Start

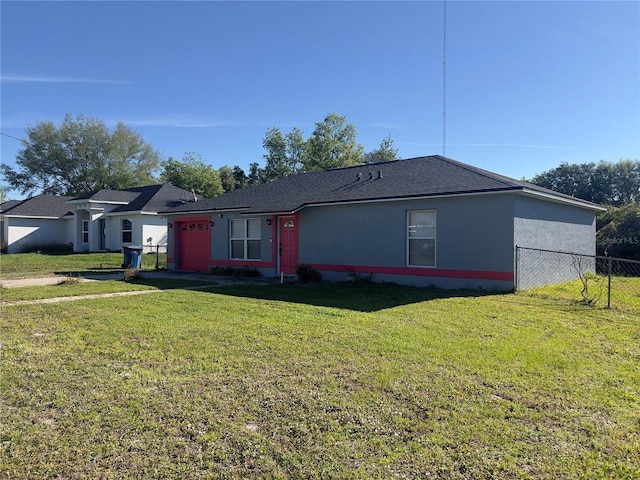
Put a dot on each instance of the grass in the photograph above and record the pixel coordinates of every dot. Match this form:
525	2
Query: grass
24	265
327	381
75	289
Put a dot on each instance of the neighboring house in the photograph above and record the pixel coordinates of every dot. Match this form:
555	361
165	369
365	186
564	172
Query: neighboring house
99	221
422	221
36	222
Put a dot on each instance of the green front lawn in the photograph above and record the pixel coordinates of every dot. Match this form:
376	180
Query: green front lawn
326	381
24	265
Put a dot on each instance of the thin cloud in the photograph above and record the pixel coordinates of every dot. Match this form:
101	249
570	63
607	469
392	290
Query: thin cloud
388	126
180	122
52	79
490	145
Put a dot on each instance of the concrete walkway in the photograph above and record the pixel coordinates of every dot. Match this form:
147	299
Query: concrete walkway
202	277
208	281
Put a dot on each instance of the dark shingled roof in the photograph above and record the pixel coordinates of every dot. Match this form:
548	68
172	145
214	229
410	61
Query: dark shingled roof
417	177
51	206
4	206
152	198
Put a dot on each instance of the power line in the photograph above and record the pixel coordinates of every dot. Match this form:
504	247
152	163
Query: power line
15	138
444	79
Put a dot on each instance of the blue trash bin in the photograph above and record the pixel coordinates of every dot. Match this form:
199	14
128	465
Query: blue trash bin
132	257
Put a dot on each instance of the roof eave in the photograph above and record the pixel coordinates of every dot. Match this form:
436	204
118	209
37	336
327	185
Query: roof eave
577	202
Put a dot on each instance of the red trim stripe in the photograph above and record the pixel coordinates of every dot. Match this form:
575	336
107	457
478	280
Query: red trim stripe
241	263
421	272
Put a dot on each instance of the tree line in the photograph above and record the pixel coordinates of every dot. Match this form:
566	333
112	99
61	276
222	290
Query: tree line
82	155
615	185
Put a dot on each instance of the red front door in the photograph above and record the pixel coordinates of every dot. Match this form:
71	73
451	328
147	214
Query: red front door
288	235
194	245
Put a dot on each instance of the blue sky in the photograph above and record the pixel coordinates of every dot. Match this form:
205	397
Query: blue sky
528	84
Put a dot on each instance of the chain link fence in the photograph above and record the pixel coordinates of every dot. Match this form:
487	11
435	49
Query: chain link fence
536	267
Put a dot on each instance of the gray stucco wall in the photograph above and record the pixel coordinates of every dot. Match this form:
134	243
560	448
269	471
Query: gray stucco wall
552	227
473	233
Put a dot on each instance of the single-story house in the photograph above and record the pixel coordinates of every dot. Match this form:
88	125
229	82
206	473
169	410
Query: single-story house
35	223
98	221
422	221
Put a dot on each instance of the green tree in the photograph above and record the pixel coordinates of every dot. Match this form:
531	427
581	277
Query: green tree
606	183
384	153
239	177
276	165
256	174
227	179
296	148
285	153
619	232
192	173
332	145
80	156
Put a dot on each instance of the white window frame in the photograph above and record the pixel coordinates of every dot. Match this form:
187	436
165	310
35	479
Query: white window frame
412	235
123	230
245	239
85	231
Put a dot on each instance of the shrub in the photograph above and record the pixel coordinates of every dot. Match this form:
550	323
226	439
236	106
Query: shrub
234	271
131	274
308	274
47	248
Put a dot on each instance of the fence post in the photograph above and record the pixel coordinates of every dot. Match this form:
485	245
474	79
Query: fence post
515	286
609	262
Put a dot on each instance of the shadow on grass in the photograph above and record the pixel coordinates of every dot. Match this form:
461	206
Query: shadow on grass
362	297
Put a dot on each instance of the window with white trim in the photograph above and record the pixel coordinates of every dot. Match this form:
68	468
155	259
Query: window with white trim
85	231
245	239
421	238
127	231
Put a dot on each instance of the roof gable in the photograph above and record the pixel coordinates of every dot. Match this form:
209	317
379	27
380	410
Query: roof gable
416	177
42	206
150	198
155	198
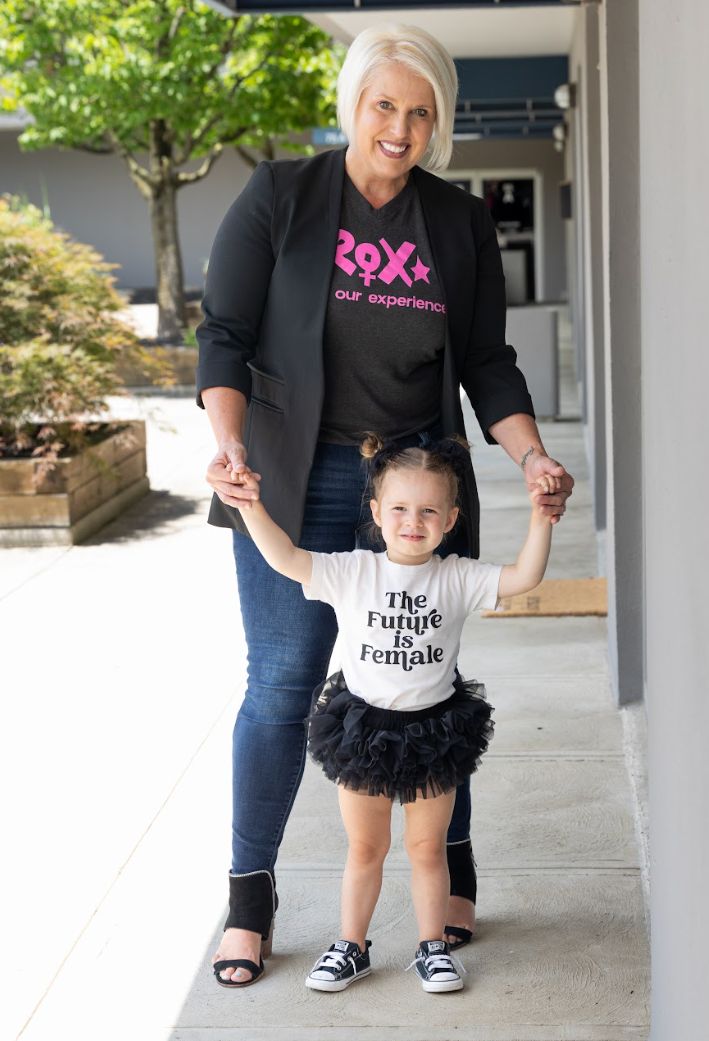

End

### [TASK]
Reproduce all of the material above verbatim, line by line, but leave out the pictures.

### [SOLUTION]
Put a dot on each instance of the grass in the photograph above and record the pixel coordinates of every dot. Match this form:
525	2
Query: grass
24	265
327	381
75	289
Put a dot on each instance of the neighboring house in the photograph above and record the pixel coordinates of every dot. Match this form:
555	361
165	369
365	186
564	172
Query: neighboring house
99	221
422	221
36	222
Put a dot on each instance of the green front lawn in the photograph above and record the pixel coordinates of every dot. Match this form:
376	180
Query: green front lawn
326	381
24	265
Put a dot on each instance of the thin cloud in the photograph above and record the pixel coordinates of every dot. Match this form:
101	249
570	63
607	469
392	290
Query: thin cloud
388	126
180	122
52	79
490	145
Put a dot on each instance of the concrete walkway in the photograph above and record the pixel coordinates of every dot. Match this form:
147	299
Query: concrete walkway
202	277
208	281
Put a dot on each instance of the dark shingled roof in the photograph above and record the pixel coordinates of every dot. Match this form:
548	68
172	145
214	229
410	61
Query: dark shingled roof
417	177
51	206
4	206
152	198
Put a dot on each instance of the power line in the photograph above and record the pixel coordinates of every dot. Match this form:
504	247
152	163
Query: power line
15	138
444	79
Put a dot on each instance of the blue trash bin in the photograph above and record the pixel coordinates of every dot. Match this form:
199	14
128	465
Query: blue trash bin
132	257
Put a dot on each instance of the roof eave in the photograph above and record the pixel coordinates of every dot. Match this form:
436	204
118	209
37	336
327	185
Query: roof eave
577	202
Put a dot on each instance of the red trim stripe in the photograph above and record the pixel coordinates of every dot. Match this form:
575	336
107	457
478	280
Query: red trim stripe
241	263
421	272
Put a dot on each instance of the tree line in the photograph above and record the pixel coordinates of every dot. Match this form:
566	333
112	99
61	276
222	290
Query: tree line
82	155
615	185
Put a dot on each instance of the red front door in the photograph above and record the pixel coordinates of every dot. Match this form:
71	73
451	328
147	214
Query: red front door
288	235
194	245
Put a dot on each instance of the blue sky in the photograph above and record the pixel coordinates of every dot. Match this form:
205	397
Query: blue sky
528	84
Put a dot on each instance of the chain link fence in the photograph above and record the pixel coordinates of every dot. Match this form:
487	11
435	49
Query: chain link fence
536	267
Put a dot on each instance of the gray stucco wall in the photograph above and record the pixel coordinates of every dot. Match this form:
134	243
560	448
269	471
Query: gray stucco wall
552	227
473	233
Put a dot on each instance of the single-story house in the photograph above and record the pixel coordinates of every dot. Match this form:
88	125
229	82
206	473
169	410
Query: single-story house
35	223
98	221
422	221
Put a dot on each instance of the green tree in the photograph above and record the pixel coordinates of every dot. Match this form:
531	427
581	277
Query: green tree
606	183
384	153
239	177
276	165
256	174
227	179
296	148
285	153
619	232
192	173
332	145
80	156
Put a dot on each instance of the white window frame in the photograph above and record the pixel coordinates of every dot. Match this form:
187	436
165	310
35	479
Query: white window frame
412	235
123	230
245	239
85	231
Put a dot on each instance of the shrub in the photograph above and record the pixel coordinates of every dot. Match this form:
550	323
226	439
236	106
Query: shrub
234	271
131	274
308	274
47	248
Put a dot on each instance of the fence post in the photograph above and record the pixel coordinates of every dot. Match this form:
485	245
474	79
Query: fence post
515	286
609	262
Put a dot on each instance of the shadow on grass in the photograph above and record the pixel coordinates of every dot. Match this form:
461	206
Query: shadow on grass
362	297
Put a dot on each instance of the window with white trim in the photograph above and record the pixel coordinates of every dot. Match this form:
68	468
155	259
Query: window with white trim
85	231
245	239
421	238
127	231
Put a dot on each instance of the roof gable in the photograph above and record the pixel coordinates of every dot. Match this form:
209	317
379	27
380	410
Query: roof gable
416	177
42	206
150	198
155	198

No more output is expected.